- TEXTABSCHNITT
·····

In seinem Roman „Die Hand – Thomas Vinçotte zweifelt“ zeichnet der in Brüssel lebende Autor Roland Siegloff den Umgang mit den Gewalttaten im Kongo durch einen 1925 verstorbenen Bildhauer und eine in der Gegenwart lebende angehende Journalistin nach
Von Michael Stabenow
Die von 1885 bis 1960 währende belgische Kolonialherrschaft im Kongo und der Umgang damit lässt das Königreich der Flamen und Wallonen nicht los. Als König Philippe, das Staatsoberhaupt, Mitte 2002 dem zentralafrikanischen Land erstmals einen offiziellen Besuch abstattete, drückte er, wie bereits zwei Jahre zuvor schriftlich, sein „tiefstes Bedauern“ über die Verfehlungen während der Kolonialzeit aus. Zu einer nicht nur im Kongo erhofften förmlichen Entschuldigung kam es jedoch nicht – offenbar aus der Befürchtung heraus, dies könne Reparationszahlungen für den belgischen Staat nach sich ziehen.

·····

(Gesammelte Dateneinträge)
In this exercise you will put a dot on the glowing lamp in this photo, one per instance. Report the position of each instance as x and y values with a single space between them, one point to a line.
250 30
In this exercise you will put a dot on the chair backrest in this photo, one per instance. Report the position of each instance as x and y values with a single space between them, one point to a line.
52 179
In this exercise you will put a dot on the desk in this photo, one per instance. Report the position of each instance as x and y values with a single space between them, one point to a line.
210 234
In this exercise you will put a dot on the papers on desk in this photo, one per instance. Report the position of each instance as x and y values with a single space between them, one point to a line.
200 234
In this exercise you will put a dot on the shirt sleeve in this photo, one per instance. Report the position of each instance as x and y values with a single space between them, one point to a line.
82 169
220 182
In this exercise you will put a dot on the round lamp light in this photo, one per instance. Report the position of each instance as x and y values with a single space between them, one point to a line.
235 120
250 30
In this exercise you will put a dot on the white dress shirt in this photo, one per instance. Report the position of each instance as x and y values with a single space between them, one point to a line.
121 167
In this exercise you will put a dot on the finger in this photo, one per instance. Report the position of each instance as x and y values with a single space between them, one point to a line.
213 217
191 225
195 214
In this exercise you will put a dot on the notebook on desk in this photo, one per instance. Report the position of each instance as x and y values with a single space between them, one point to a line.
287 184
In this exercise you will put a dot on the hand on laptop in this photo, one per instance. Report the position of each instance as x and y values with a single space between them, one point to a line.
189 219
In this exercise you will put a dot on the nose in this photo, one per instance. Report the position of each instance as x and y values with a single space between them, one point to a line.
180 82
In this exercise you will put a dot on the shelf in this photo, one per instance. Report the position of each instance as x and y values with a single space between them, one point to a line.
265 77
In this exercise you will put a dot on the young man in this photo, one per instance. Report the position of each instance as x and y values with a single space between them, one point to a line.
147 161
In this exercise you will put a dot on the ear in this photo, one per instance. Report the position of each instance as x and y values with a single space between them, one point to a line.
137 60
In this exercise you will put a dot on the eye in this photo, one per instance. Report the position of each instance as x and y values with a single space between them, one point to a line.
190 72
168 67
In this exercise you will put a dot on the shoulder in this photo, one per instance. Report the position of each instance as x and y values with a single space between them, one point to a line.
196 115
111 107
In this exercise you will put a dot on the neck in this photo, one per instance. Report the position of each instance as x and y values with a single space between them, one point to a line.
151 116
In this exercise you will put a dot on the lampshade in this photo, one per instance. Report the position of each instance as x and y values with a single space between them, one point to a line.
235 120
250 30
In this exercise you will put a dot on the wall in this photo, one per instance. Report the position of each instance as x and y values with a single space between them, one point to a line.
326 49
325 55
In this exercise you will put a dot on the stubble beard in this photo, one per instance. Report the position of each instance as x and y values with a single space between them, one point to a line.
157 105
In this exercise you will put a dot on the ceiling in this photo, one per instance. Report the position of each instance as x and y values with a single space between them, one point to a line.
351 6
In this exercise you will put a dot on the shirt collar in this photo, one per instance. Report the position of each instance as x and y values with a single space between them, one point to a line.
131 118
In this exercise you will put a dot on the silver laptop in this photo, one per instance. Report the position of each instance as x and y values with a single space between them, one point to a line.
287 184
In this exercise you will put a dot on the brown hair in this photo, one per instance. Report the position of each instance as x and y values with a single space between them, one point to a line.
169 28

·····

- AUFGABENSTELLUNG
(A) Sammle aus den Einträgen jede Zeile, in der die Zeichenfolge „shirt“ vorkommt, und gib diese Zeilen wortgleich wieder.
(B) Führe den Text über den Roman zur belgischen Kolonialzeit im Kongo nach seinem letzten Satz weiter.

- LÖSUNGEN
(A)
In this exercise you will put a dot on the shirt sleeve in this photo, one per instance. Report the position of each instance as x and y values with a single space between them, one point to a line.
In this exercise you will put a dot on the white dress shirt in this photo, one per instance. Report the position of each instance as x and y values with a single space between them, one point to a line.
In this exercise you will put a dot on the shirt collar in this photo, one per instance. Report the position of each instance as x and y values with a single space between them, one point to a line.

(B)
Aus dem gleichen Grund droht ein 2021 fertiggestellter Berichtsentwurf eines parlamentarischen Ausschusses, in dem die Übergriffe und die Verantwortlichen klar benannt werden, bis auf weiteres in den Archivschränken zu verschwinden. Schon ein Jahr zuvor, nicht zuletzt vor dem Hintergrund der in Amerika entstandenen Bewegung „Black Live Matters“, war in Belgien der Streit um den langen Schatten der Kolonialzeit neu entflammt. Statuen des von 1865 bis 1909 als Staatsoberhaupt amtierenden Königs Leopold II., der von 1885 bis 1908 den „Freistaat Kongo“ quasi als seinen Privatbesitz beanspruchen und ausbeuten lassen konnte, wurden beschädigt. Einige Werke wurden zur Beschwichtigung der Gemüter auch ganz von der Bildfläche entfernt.
Diese Geschehnisse bilden den Hintergrund für den spannend geschriebenen Roman „Die Hand – Thomas Vinçotte zweifelt“ von Roland Siegloff. Der in Brüssel lebende Autor, dort lange Jahre als Journalist tätig, bettet das Thema in zwei zeitlich mehr als ein Jahrhundert auseinanderliegende, aber letztlich aufeinander zulaufende Handlungsstränge ein.
Dort – in der Vergangenheit – der „Hofbildhauer“ Thomas Vinçotte (1850 bis 1925). Er ist ein stolzer Schöpfer von Statuen, Büsten und Denkmälern, nicht zuletzt zum Ruhme des lange vorbehaltlos verehrten Königs. In dem Künstler kommt aber angesichts der schon vor dem Tod von Leopold II. entbrannten Kontroverse um die Kolonialherrschaft der eine oder andere Zweifel auf.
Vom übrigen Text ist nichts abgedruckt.